[Point-per-instance localization data]
────────

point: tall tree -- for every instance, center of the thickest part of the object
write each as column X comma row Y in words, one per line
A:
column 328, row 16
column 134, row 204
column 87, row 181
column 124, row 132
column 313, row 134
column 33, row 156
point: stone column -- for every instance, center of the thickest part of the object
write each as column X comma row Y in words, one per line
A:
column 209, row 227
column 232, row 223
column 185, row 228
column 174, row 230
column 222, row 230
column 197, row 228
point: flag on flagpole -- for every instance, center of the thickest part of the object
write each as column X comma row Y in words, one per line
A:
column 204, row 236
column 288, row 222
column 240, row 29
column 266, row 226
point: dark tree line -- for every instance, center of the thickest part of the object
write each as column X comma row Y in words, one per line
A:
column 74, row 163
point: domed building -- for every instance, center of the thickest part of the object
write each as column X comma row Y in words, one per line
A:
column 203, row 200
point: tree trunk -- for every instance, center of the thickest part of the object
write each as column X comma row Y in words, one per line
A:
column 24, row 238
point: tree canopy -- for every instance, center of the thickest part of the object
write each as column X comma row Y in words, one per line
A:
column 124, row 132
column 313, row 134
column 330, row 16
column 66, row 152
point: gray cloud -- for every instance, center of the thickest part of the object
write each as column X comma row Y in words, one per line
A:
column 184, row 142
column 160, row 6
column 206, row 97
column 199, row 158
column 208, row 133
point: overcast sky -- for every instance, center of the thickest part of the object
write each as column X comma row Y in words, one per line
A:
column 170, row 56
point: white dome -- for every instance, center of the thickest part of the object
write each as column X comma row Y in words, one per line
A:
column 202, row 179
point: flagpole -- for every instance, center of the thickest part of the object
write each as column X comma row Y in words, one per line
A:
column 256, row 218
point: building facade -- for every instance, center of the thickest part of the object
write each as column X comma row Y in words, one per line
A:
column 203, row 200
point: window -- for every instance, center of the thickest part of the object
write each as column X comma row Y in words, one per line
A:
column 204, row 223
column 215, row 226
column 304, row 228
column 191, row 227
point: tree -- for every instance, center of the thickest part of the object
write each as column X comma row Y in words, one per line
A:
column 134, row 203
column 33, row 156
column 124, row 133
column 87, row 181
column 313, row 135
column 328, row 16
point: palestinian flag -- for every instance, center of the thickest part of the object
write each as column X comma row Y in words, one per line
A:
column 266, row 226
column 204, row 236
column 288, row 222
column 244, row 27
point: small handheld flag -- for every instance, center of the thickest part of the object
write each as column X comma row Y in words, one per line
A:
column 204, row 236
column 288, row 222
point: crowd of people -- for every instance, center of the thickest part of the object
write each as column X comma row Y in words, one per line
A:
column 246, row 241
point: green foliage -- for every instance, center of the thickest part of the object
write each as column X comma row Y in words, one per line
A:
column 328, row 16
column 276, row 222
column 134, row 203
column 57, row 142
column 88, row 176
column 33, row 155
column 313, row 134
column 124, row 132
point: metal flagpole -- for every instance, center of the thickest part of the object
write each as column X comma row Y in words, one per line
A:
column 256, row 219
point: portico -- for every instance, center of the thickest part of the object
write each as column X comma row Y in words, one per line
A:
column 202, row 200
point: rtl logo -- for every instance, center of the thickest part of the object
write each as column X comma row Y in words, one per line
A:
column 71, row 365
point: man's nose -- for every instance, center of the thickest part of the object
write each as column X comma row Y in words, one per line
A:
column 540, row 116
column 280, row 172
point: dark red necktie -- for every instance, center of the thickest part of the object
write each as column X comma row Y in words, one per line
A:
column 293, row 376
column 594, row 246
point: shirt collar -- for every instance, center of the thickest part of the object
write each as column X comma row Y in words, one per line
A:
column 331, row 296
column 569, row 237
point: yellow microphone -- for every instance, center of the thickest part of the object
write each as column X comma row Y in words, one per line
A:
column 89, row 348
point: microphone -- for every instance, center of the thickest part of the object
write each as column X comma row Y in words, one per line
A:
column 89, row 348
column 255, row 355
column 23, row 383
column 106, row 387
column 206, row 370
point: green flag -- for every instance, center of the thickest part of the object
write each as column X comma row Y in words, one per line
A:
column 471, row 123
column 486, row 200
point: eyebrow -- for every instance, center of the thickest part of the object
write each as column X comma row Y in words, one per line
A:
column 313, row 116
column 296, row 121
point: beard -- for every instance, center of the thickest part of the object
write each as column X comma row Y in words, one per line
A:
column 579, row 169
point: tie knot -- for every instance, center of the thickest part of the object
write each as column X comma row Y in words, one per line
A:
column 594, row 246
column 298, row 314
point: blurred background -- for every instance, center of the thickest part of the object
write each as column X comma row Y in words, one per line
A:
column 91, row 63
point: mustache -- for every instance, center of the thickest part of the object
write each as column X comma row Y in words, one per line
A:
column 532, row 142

────────

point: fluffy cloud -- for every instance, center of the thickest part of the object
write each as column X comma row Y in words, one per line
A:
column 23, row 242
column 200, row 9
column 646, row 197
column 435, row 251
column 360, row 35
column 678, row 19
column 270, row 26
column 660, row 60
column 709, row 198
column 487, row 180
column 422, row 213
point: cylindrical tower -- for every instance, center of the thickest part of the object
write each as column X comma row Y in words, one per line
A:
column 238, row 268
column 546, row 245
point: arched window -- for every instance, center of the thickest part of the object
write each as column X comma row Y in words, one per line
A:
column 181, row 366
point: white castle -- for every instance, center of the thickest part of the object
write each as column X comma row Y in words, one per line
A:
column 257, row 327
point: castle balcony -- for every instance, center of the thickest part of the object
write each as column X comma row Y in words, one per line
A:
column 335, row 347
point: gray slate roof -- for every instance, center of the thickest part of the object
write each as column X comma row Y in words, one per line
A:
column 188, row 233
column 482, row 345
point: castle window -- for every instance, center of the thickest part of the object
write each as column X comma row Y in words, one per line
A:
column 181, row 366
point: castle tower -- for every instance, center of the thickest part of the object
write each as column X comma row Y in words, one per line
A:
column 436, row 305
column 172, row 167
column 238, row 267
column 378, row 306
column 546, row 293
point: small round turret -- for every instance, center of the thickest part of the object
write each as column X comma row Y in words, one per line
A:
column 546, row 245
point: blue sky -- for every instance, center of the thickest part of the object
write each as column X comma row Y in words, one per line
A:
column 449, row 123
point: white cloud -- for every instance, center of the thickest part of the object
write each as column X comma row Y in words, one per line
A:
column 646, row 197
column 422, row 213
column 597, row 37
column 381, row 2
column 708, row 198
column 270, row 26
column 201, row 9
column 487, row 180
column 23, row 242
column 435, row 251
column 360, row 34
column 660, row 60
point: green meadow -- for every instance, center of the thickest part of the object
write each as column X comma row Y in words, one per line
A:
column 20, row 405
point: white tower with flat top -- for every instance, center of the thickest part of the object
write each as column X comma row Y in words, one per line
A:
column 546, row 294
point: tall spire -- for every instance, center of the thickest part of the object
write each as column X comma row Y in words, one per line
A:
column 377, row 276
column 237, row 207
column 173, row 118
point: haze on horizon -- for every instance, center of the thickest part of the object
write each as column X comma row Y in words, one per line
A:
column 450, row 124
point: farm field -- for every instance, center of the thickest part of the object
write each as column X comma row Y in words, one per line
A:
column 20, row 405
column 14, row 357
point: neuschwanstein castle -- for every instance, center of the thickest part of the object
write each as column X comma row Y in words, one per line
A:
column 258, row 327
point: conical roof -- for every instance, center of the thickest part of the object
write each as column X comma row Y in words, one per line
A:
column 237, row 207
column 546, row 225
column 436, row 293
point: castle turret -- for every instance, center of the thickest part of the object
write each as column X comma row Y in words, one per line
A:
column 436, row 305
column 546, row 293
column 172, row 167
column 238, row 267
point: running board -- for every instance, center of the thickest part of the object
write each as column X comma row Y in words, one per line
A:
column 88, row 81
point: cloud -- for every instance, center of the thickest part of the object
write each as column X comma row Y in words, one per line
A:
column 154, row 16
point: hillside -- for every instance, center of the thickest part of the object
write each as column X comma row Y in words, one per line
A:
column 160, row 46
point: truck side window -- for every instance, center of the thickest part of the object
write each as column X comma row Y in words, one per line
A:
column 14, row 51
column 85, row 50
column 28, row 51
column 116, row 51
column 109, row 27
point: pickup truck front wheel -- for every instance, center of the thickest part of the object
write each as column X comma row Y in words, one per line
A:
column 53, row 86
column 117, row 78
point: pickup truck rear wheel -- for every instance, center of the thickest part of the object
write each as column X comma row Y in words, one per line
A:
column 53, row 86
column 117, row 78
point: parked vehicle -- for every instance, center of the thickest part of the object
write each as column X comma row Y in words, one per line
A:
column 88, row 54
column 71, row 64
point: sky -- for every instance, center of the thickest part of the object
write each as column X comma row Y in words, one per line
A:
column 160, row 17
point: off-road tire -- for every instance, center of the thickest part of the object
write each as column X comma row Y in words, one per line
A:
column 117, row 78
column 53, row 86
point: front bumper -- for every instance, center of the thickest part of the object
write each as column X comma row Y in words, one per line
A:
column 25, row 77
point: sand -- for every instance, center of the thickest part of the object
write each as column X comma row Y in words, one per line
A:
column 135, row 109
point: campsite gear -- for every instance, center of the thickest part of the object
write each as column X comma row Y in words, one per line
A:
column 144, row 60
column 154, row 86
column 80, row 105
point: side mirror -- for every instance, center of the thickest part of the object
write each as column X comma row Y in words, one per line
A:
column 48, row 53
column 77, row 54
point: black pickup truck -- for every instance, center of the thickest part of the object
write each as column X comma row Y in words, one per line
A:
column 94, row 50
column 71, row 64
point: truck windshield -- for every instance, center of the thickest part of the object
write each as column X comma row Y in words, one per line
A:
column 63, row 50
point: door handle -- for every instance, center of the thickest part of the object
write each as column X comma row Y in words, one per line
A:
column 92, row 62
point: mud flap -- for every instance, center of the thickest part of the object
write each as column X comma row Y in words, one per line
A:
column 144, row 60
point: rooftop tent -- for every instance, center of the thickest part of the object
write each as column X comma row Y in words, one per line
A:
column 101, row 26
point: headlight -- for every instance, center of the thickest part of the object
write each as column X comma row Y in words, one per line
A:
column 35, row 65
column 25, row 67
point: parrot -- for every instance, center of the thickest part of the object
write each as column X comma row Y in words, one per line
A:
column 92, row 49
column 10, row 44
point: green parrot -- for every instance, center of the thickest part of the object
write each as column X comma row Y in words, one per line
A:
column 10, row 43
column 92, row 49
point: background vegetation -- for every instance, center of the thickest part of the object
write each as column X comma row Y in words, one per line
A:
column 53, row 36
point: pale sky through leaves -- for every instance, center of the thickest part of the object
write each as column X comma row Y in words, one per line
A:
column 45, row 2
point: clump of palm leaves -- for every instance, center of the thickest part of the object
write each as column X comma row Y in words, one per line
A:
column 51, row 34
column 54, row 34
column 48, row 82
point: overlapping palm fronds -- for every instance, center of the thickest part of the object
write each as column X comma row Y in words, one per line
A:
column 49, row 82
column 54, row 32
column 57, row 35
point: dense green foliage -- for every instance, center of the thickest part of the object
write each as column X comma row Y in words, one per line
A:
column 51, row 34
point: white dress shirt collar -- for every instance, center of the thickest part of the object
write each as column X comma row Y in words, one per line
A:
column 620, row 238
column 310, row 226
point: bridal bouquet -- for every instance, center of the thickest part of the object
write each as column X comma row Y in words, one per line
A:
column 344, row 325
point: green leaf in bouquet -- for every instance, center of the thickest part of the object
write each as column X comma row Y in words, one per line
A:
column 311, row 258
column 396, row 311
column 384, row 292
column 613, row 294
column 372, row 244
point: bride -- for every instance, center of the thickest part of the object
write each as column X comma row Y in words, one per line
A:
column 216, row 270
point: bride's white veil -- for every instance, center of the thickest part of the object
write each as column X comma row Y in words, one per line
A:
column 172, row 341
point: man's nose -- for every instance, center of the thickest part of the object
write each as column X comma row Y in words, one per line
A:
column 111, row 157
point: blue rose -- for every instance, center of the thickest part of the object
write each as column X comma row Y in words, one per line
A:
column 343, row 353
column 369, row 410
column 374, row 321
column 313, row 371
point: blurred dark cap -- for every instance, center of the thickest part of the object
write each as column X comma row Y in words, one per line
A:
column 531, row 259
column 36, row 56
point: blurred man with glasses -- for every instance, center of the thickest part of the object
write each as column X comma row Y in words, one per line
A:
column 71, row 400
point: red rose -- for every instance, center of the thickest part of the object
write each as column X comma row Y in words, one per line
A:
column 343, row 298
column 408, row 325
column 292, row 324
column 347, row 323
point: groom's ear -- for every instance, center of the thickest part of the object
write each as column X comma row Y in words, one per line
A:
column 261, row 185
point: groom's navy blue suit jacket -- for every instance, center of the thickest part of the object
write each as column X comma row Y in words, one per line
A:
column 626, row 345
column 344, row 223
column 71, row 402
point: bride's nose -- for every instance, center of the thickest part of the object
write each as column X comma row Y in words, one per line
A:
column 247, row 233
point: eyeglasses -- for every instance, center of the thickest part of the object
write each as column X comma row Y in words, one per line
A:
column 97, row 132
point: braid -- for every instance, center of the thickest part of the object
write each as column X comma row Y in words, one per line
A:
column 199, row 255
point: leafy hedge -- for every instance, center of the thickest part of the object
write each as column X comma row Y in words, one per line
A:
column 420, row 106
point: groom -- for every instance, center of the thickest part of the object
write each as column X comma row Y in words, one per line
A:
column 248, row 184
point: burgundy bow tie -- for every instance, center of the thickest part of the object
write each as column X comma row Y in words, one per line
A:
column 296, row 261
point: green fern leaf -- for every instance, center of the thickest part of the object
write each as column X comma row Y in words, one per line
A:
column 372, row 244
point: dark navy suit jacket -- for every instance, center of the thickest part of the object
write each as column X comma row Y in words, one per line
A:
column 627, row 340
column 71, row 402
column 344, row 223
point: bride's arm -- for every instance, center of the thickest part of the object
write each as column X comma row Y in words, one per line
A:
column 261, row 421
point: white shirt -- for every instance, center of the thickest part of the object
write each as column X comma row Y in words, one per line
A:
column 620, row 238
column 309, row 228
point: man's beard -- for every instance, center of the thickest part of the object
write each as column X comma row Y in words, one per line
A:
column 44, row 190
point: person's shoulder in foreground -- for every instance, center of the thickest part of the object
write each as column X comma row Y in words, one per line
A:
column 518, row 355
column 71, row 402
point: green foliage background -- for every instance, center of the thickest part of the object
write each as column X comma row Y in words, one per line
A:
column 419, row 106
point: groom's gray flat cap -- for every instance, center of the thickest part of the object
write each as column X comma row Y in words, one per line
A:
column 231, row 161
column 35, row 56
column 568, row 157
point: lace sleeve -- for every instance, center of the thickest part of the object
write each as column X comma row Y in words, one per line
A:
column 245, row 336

────────

● **Work to complete**:
Word for word, restate the lines above from the line containing "point: blurred dark" through the line containing "point: groom's ear", with both included and nothing else.

● **Written solution**:
point: blurred dark cap -- for every instance, center of the thickest part of the object
write each as column X comma row Y in words, one per line
A:
column 531, row 259
column 36, row 56
point: blurred man with glasses -- for every instance, center of the thickest part of the object
write each as column X comma row Y in words, one per line
A:
column 71, row 400
point: red rose -- for every instance, center of the thickest part of the object
write each as column X comma row Y in words, one per line
A:
column 343, row 298
column 408, row 325
column 292, row 324
column 347, row 323
point: groom's ear -- for every instance, center of the thickest part of the object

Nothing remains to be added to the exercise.